With prediction: Guess the branch outcome, keep fetching instructions from the predicted path. If correct, no cycles lost. If wrong, flush the speculative work and restart.
1.2 The Cost of Misprediction
When a branch mispredicts:
- All speculatively executed instructions are discarded
- The pipeline is flushed
- Fetch restarts from the correct path
- The pipeline must refill before useful work resumes
Misprediction penalty: 10-25 cycles on modern CPUs, depending on how deep the speculation went.
A branch that mispredicts 10% of the time with a 20-cycle penalty:
- Average cost: 0.10 × 20 = 2 cycles per branch
- For a tight loop with one branch per iteration, this is significant!
2. Static Branch Prediction
Early processors used simple, static rules.
2.1 Backward Taken, Forward Not Taken (BTFNT)
The simplest heuristic:
- Backward branches (target address < current address): Predict taken. These are usually loops.
- Forward branches (target address > current address): Predict not taken. These are usually early exits.
// Backward branch - usually loops, predict taken
loop:
...
jnz loop // Predict: taken
// Forward branch - usually ifs, predict not taken
test eax, eax
jz skip // Predict: not taken
...
● ● ● ● ● ● ●
== Given task ==
Pick up the branch prediction text after its last line and carry it forward in the same technical style.

Mask labeling listing
● ● ● ● ● ● ●
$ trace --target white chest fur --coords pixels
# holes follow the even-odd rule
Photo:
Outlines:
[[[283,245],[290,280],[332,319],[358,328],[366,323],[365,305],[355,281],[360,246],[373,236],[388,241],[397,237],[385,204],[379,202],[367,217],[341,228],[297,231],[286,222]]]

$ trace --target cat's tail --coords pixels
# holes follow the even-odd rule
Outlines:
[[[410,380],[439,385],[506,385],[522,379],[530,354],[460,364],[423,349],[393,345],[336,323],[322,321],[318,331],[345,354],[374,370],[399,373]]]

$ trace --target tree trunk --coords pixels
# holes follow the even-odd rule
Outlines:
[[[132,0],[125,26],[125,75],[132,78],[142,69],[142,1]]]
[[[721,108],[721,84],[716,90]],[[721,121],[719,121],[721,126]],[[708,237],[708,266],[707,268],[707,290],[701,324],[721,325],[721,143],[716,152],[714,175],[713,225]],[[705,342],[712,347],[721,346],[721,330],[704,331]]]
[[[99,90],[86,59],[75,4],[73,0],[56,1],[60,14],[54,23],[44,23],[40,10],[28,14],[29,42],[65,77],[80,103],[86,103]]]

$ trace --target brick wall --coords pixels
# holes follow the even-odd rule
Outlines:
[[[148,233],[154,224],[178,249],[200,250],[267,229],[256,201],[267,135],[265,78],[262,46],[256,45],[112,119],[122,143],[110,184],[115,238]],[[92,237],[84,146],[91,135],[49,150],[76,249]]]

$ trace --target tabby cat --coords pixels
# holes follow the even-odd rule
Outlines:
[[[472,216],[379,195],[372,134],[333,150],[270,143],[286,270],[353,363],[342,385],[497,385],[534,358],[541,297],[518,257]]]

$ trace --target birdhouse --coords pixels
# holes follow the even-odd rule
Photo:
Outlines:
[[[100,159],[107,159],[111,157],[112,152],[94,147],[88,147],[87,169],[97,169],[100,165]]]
● ● ● ● ● ● ●
== Exercise answer ==
skip:
BTFNT achieves ~65% accuracy on typical code—better than random, but far from ideal.
2.2 Compiler Hints
Some ISAs allow the compiler to provide hints:
// GCC built-in for branch hints
if (__builtin_expect(error_condition, 0)) {
// Unlikely path
handle_error();
}
// Linux kernel macros
if (likely(condition)) { ... }
if (unlikely(condition)) { ... }
These hints can influence:
- Static prediction (on CPUs that use hints)
- Code layout (likely path falls through, unlikely path jumps)
- Instruction scheduling around the branch
2.3 Limitations of Static Prediction
Static prediction can’t adapt to:
- Runtime data patterns
- Phase behavior (different behavior at different times)
- Input-dependent branches
Modern CPUs use dynamic prediction that learns from runtime behavior.
3. Dynamic Branch Prediction
Dynamic predictors observe branch behavior and learn patterns.
3.1 One-Bit Predictor
The simplest dynamic predictor: remember the last outcome.
State: Last outcome (Taken or Not Taken)
Prediction: Same as last outcome
Branch history: T T T T T T T N T T T T
Predictions: ? T T T T T T T N T T T
Correct: - ✓ ✓ ✓ ✓ ✓ ✓ ✗ ✗ ✓ ✓ ✓
Problem: A loop that executes N times will mispredict twice per invocation:
- First iteration: May mispredict if loop wasn’t taken last time
- Last iteration: Always mispredicts (predicts taken, but loop exits)
For a loop executed millions of times, two mispredictions per invocation is fine. For a loop executed 5 times inside an outer loop of millions, that’s 2 million mispredictions!
3.2 Two-Bit Saturating Counter
Add hysteresis: don’t change prediction on a single wrong outcome.
States:
00: Strongly Not Taken (predict NT)
01: Weakly Not Taken (predict NT)
10: Weakly Taken (predict T)
11: Strongly Taken (predict T)
Transitions:
On Taken outcome: Increment (max 11)
On Not Taken outcome: Decrement (min 00)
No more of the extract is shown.